** Selected text follows **
Isotope manufacturer talks safety
JANESVILLE Representatives of a medical isotope manufacturer that plans to build a plant in Janesville left town encouraged by a growing interest in their project.
SHINE Medical Technologies held a public meeting Wednesday to update the community on plans to build an $85 million production plant on Janesville's south side.
The session, attended by about 50 people, ended with questions, most of which centered on plant and community safety.
Starting in 2016, the plant will use low-enriched uranium in a series of eight accelerators to produce molybdenum-99, a medical isotope used in more than 30 different diagnostic imaging procedures that are performed more than 50,000 times each day in the U.S.
Between now and then, the company will continue to develop its team and technology, design the 50,000-square-foot facility on Highway 51 across from the Southern Wisconsin Regional Airport, and work through a highly-structured regulatory process to get an operating license from the Nuclear Regulatory Commission.
Inherent in all of those elements is safety, said Greg Piefer, founder and chief executive officer of the company, which for now is working out of a demonstration facility in Monona.
"In a business like this, you can't run it unless safety is the highest priority," Piefer said. "We just can't run the business if our own workers and the surrounding community don't feel safe."
SHINE is one of three U.S. companies supported by the National Nuclear Security Administration as it pushes for a more reliable and diverse supply of Mo-99. The isotope is primarily used for detecting heart disease and determining stages of cancer progression.
Historically, most Mo-99 used in the United States has been produced in Canada and the Netherlands using highly enriched uranium in high-power research reactors. Both the Canadian and Netherlands reactors are operating beyond their licensed lives, and they're scheduled to shut down in 2016 and 2020, respectively.
** End of Selected text **
** Raw data follows **
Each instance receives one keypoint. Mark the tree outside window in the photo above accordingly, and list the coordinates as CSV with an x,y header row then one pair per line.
** End of Raw data **
* [Activity A] In the article on the SHINE isotope plant, about how many people attended the public meeting?
* [Activity B] What is the Spanish translation of this sentence from the article on the SHINE isotope plant: "The isotope is primarily used for detecting heart disease and determining stages of cancer progression."
* [Activity C] Carry on the article about the SHINE isotope plant from the point where it stops.
The listing comes from a separate source.

* [Answer space A] About 50 people.

* [Answer space B] El isótopo se utiliza principalmente para detectar enfermedades cardíacas y determinar las etapas de progresión del cáncer.

* [Answer space C]
Janesville resident Bill McCoy asked what SHINE was doing to guarantee the safety of the community and its air and water quality.
Piefer and other SHINE officials said the company is developing a detailed safety plan that will be scrutinized and approved by local, state and federal regulators well before the plant is operational.
While McCoy said the community deserves to see the plan now, Piefer said it is a work in progess that both the company and regulators are determined to get right.
"If we were starting production tomorrow, I'd be worried that the plan is still under development," Piefer said. "But we're not. We've still got some time."
Piefer said the facility is expected to create about 150 well-paying jobs, many of which could be filled by students with degrees from nearby Blackhawk Technical College.
Construction could start in late 2014 or early 2015. Equipment will be installed and tested in early 2016, with production starting in June of that year to meet expected shortages of Mo-99.
"It's an ambitious project and ambitious timeline," he said. "It will be close, but we think we can meet it."
SHINE will continue to hold community updates about every six months, Piefer said.